* What is required
Lines from the one containing "Trace the outline of every instance of the cloudy" through the end of the data are to be returned exactly, and no others.

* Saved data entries
····················

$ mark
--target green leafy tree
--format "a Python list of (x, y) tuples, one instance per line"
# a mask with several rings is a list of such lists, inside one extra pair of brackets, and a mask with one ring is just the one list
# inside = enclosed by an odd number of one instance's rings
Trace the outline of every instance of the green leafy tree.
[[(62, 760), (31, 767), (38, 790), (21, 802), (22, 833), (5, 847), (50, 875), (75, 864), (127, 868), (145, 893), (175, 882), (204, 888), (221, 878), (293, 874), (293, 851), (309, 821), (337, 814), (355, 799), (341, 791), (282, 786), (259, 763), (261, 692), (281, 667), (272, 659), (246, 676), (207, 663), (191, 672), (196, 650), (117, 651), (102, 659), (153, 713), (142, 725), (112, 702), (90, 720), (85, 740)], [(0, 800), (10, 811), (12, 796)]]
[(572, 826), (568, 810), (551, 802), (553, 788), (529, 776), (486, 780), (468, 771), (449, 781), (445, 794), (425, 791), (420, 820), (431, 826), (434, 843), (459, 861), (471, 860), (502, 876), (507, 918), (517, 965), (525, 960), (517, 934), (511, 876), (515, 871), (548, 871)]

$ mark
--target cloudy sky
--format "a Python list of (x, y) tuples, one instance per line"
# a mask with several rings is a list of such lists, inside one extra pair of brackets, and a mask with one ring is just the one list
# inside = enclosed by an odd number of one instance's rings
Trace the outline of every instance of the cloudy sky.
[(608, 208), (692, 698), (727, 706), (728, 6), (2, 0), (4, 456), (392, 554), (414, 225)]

····················

* Result of the exercise
Trace the outline of every instance of the cloudy sky.
[(608, 208), (692, 698), (727, 706), (728, 6), (2, 0), (4, 456), (392, 554), (414, 225)]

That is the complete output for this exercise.